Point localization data
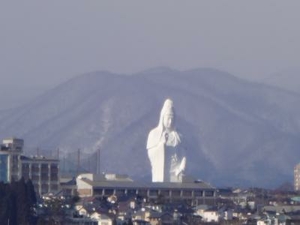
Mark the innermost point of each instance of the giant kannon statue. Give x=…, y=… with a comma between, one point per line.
x=164, y=148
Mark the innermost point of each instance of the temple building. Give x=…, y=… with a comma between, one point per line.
x=190, y=191
x=44, y=172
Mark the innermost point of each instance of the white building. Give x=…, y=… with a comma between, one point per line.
x=43, y=172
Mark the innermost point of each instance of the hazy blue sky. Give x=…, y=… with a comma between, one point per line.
x=43, y=43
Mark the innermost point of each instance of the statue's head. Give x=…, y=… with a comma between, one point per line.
x=167, y=115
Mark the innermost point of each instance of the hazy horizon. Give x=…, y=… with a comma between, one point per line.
x=46, y=43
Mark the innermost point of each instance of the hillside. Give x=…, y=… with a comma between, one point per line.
x=235, y=132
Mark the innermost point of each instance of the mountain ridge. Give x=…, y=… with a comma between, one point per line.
x=233, y=129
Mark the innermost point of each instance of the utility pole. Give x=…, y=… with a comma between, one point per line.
x=78, y=161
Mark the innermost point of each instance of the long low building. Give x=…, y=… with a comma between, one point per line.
x=192, y=192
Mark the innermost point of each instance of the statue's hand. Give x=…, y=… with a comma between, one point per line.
x=165, y=137
x=181, y=167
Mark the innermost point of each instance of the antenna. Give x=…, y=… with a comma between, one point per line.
x=78, y=161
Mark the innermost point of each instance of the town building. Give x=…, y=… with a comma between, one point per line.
x=191, y=192
x=44, y=172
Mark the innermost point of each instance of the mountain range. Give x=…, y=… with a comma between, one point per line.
x=235, y=132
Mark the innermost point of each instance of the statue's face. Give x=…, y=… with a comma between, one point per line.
x=168, y=121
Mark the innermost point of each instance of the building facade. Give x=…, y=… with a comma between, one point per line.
x=193, y=193
x=43, y=172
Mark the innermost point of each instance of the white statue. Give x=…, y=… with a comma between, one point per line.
x=163, y=145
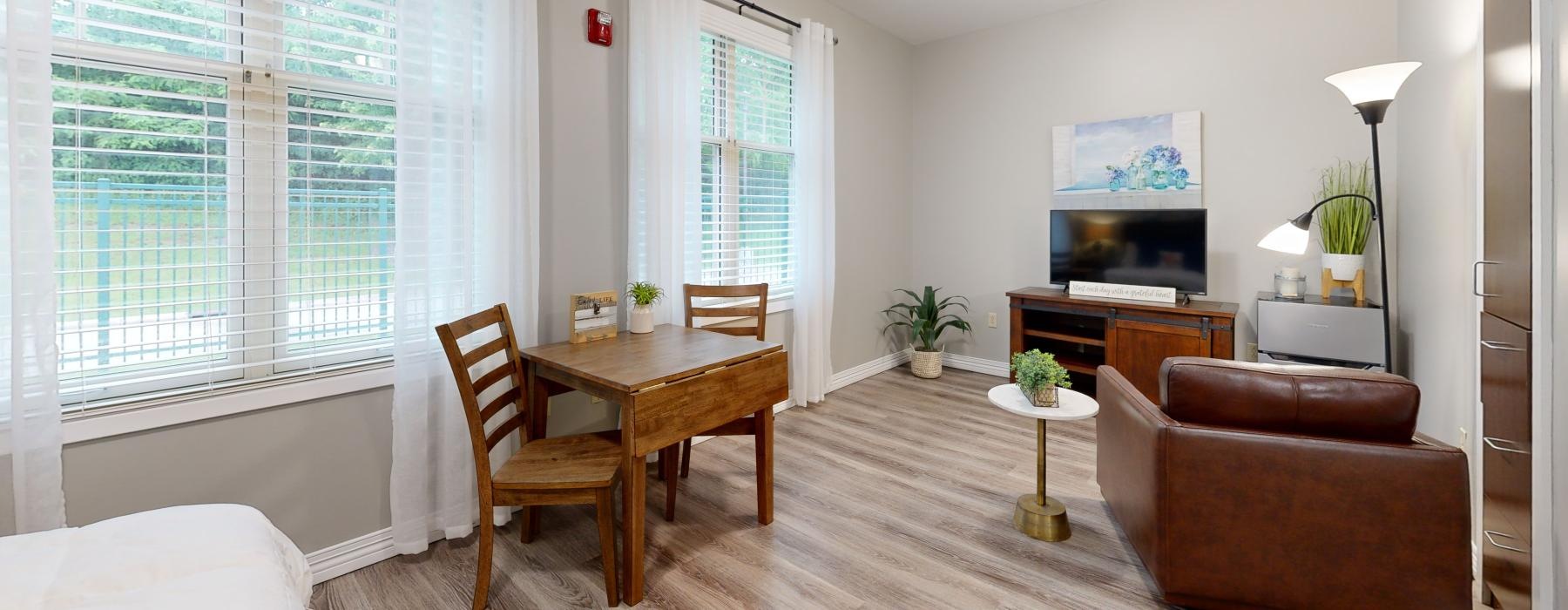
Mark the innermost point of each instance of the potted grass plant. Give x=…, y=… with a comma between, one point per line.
x=1038, y=376
x=1342, y=227
x=643, y=295
x=925, y=320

* [WHAT THIS TASK INVOLVES]: Print the data above exactly, minus pictures.

* [EXERCISE RESPONSE]:
Mark the innermost point of each instance of the giant kannon statue. Give x=…, y=… with a comma between, one point per line.
x=164, y=148
Mark the innermost point of each instance of the temple building. Give x=…, y=… with a comma between, one point per line.
x=190, y=191
x=44, y=172
Mark the innermost point of each instance of the white building. Give x=…, y=… with a comma between, one point per line.
x=43, y=172
Mark the innermost point of each instance of the hazy blue sky. Give x=…, y=… with a comma between, one point per line.
x=43, y=43
Mark the innermost point of each instance of the statue's head. Give x=…, y=… with a comma between, one point per line.
x=167, y=115
Mark the innermost point of each instance of the hazy horizon. Give x=…, y=… with a comma between, one point per line.
x=46, y=43
Mark the innermost point of each instance of the hillside. Give x=…, y=… with a comma between, one point per line.
x=235, y=132
Mark the innermost point of each instance of the mountain ridge. Give x=…, y=… with a comma between, one point per line.
x=233, y=129
Mark the innermost point of each instance of the utility pole. Give x=…, y=… with a comma between, one point per line.
x=78, y=161
Mark the innermost point of each instance of the long low building. Give x=…, y=… with a comma between, one point per line.
x=192, y=192
Mark the innermost point of each instance of the statue's hand. Give x=…, y=… with a comma between, one point per line.
x=165, y=137
x=181, y=167
Mark the innermost point of each instance of the antenna. Give x=…, y=… with a comma between, one point per line.
x=78, y=161
Mark the innermost point of each instance of the town building. Give x=…, y=… with a comma between, one point per line.
x=191, y=192
x=44, y=172
Mark the innermost point of each instance of the mountain range. Give x=…, y=… with a comma between, one point per line.
x=235, y=132
Mark the innermost point of each instance of the statue's face. Give x=…, y=… with a comma between, one point per line.
x=168, y=121
Mark the innermost point of each instance of the building facade. Give x=…, y=… with a comma between, one point per line.
x=193, y=193
x=43, y=172
Mark the innermost point of each instance of the white statue. Give x=…, y=… with a comma between, one point per line.
x=163, y=145
Mark the innermost point of each instance of the potted grass plant. Give x=…, y=… with a comma between, one point per line.
x=1038, y=376
x=1342, y=227
x=643, y=295
x=925, y=320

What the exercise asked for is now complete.